* Work order: Take the line that contains "Target: hillside houses" in the data below and each line after it, through the last, and repeat them unchanged.

Natural language region descriptions:
___
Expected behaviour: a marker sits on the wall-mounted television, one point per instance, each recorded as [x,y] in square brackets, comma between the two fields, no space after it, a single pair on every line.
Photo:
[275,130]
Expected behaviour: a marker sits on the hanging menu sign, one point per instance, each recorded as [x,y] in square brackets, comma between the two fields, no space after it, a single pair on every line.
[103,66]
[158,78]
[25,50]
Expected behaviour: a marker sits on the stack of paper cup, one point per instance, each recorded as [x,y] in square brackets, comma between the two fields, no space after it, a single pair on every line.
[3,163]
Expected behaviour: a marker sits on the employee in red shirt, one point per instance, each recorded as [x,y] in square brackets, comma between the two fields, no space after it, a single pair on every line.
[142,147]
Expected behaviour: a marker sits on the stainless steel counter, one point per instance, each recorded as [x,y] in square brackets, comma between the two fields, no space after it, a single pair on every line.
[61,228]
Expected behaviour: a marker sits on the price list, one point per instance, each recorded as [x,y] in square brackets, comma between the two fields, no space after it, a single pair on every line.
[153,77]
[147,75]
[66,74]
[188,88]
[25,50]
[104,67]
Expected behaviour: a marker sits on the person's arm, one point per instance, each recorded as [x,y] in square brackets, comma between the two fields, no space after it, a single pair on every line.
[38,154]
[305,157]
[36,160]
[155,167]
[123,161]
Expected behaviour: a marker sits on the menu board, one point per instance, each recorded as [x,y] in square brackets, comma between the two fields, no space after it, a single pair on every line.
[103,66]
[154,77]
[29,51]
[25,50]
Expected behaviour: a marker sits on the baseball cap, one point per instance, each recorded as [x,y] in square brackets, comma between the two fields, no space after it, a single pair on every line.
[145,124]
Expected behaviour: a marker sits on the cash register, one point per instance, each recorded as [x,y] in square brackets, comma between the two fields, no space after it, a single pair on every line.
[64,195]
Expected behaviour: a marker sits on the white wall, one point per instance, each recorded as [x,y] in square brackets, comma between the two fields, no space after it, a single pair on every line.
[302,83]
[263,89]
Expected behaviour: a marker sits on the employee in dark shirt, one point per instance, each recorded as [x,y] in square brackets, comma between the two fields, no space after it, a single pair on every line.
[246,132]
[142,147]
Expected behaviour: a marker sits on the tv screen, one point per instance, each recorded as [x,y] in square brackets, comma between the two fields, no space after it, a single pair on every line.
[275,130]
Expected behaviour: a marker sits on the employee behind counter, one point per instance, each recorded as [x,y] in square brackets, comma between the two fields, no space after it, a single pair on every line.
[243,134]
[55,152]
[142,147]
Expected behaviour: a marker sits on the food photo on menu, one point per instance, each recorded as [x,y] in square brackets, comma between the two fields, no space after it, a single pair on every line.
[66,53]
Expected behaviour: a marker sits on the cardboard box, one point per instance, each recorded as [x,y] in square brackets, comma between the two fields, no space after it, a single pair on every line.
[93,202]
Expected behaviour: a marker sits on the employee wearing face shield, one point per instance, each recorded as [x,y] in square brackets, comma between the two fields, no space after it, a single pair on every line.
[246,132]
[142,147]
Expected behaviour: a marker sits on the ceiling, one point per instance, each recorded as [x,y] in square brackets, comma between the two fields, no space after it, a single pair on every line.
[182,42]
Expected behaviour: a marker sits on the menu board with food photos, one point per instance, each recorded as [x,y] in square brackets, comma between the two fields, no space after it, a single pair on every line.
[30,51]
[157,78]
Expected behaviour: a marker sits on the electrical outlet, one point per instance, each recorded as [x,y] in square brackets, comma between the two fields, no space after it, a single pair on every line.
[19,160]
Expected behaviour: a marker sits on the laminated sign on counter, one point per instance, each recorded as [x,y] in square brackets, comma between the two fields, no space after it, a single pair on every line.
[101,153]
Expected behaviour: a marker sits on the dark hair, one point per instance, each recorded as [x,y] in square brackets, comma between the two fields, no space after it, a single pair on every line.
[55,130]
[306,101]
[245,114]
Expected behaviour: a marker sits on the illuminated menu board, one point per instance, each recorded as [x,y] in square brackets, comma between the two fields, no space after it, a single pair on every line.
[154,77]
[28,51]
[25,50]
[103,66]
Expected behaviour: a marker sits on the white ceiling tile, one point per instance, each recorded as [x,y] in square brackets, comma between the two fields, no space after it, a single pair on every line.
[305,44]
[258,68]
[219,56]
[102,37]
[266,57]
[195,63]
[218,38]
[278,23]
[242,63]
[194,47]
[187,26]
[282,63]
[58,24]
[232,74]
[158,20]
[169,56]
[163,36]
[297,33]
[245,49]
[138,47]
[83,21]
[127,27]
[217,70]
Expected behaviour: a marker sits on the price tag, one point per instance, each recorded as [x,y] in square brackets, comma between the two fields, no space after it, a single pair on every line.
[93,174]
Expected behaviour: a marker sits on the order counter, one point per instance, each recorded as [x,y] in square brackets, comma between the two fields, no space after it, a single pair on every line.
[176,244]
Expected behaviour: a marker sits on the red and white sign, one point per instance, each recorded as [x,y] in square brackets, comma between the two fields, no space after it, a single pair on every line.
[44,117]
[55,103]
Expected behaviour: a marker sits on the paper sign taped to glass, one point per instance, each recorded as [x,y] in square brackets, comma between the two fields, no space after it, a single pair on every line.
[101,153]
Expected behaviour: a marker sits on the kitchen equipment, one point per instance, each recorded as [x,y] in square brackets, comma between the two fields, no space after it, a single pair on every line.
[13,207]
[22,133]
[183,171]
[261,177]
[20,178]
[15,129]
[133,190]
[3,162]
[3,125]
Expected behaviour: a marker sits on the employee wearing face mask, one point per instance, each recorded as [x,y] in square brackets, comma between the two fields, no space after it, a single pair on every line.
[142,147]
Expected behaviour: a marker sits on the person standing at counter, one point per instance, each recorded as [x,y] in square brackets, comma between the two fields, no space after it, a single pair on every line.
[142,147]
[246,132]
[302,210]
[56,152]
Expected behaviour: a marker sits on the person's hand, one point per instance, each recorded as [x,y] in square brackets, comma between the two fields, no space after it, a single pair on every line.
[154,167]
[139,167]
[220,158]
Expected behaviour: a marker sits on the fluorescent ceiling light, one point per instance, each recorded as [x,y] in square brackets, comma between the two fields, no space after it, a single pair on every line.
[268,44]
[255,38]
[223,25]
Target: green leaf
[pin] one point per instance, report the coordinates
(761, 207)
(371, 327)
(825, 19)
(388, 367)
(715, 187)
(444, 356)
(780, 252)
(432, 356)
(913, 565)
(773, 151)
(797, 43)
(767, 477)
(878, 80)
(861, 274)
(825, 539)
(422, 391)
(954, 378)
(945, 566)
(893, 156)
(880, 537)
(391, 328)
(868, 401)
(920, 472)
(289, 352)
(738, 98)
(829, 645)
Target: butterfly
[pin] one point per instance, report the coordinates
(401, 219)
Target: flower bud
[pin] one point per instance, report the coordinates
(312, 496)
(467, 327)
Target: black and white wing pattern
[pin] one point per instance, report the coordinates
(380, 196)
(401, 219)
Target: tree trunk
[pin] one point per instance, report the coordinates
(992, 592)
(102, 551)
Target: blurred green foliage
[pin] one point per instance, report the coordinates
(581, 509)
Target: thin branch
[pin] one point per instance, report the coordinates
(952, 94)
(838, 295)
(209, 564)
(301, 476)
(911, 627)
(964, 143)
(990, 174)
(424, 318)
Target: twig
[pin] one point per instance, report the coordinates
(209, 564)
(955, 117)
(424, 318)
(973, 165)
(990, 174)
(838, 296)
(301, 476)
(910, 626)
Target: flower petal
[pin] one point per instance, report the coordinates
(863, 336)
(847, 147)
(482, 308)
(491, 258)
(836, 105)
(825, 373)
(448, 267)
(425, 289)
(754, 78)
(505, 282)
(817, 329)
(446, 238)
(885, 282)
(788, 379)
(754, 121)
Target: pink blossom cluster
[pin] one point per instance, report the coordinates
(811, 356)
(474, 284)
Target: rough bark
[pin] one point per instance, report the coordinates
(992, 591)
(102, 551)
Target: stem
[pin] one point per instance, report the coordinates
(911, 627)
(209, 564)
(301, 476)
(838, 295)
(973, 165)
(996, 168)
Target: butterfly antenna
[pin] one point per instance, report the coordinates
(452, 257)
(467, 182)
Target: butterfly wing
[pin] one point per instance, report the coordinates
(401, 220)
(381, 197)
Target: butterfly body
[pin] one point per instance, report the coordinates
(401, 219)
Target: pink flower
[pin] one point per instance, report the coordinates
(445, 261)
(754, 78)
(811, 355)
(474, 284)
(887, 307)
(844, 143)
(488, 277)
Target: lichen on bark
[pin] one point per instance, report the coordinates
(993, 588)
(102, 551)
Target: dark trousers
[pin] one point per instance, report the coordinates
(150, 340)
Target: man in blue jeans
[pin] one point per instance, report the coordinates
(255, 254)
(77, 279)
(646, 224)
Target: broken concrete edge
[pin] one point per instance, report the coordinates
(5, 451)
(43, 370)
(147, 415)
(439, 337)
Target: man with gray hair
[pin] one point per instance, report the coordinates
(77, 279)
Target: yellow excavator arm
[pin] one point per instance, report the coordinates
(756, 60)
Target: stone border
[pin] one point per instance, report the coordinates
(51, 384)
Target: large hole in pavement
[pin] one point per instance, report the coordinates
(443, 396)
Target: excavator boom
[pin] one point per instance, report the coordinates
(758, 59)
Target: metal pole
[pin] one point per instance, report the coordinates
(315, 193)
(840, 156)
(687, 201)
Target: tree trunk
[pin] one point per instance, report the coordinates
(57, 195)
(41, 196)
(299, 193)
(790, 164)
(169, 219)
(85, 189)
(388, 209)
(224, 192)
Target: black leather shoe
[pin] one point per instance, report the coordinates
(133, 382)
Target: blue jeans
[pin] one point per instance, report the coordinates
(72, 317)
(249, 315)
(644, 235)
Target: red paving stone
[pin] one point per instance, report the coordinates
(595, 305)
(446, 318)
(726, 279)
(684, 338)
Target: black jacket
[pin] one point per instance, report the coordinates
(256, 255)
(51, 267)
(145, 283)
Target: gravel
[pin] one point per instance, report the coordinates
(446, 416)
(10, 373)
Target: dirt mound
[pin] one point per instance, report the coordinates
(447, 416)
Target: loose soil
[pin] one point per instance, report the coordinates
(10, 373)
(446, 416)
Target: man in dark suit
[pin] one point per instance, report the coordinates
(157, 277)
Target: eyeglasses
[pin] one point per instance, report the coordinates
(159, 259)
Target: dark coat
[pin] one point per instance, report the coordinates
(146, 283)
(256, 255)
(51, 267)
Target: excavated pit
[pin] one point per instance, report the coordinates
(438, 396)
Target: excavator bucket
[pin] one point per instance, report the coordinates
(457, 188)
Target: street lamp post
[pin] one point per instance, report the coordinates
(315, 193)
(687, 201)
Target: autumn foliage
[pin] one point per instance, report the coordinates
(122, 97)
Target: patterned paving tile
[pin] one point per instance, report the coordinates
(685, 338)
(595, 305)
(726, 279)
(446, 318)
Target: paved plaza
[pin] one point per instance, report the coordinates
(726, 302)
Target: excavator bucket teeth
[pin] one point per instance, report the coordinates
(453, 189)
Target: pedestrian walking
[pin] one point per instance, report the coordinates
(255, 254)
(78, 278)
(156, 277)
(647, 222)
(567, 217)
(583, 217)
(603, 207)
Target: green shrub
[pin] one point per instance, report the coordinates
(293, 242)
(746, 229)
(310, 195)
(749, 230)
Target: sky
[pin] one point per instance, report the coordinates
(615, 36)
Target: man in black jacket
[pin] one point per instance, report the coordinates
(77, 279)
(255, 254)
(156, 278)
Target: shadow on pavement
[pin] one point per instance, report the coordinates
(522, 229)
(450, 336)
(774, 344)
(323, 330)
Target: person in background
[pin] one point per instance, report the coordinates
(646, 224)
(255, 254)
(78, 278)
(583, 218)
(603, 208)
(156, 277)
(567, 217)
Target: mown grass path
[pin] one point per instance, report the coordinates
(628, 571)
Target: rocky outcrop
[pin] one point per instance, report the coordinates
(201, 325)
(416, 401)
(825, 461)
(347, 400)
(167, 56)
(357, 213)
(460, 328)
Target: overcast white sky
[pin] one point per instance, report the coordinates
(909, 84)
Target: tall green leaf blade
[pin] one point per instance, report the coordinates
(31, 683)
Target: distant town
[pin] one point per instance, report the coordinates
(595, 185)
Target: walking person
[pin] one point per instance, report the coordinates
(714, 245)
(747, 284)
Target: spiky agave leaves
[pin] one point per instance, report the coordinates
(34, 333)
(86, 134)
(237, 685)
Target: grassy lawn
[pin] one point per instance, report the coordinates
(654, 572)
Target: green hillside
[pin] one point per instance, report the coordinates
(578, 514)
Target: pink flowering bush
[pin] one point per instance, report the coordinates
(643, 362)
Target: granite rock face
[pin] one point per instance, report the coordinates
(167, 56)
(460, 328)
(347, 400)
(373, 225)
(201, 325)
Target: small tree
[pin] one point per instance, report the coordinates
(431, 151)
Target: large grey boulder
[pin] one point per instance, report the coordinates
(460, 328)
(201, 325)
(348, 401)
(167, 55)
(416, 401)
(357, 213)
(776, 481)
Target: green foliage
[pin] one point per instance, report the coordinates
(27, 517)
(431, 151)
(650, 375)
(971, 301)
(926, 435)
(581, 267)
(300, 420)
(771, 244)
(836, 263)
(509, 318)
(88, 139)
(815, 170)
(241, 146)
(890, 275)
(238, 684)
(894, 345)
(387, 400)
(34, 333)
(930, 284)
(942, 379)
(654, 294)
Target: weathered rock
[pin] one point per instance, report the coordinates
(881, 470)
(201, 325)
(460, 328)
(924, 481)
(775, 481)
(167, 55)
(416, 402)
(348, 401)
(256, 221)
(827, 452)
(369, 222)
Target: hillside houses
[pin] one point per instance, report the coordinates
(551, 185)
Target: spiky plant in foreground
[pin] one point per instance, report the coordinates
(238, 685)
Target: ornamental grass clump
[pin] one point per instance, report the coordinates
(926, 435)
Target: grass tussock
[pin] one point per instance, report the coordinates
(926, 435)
___
* Finished task:
Target: hillside houses
[pin] one point per instance, report the coordinates
(551, 185)
Target: spiky plant in foreground
[pin] one point per instance, report the coordinates
(238, 685)
Target: ornamental grass clump
[pin] one point per instance, report the coordinates
(926, 435)
Target: grass tussock
[pin] one point per instance, report the coordinates
(926, 435)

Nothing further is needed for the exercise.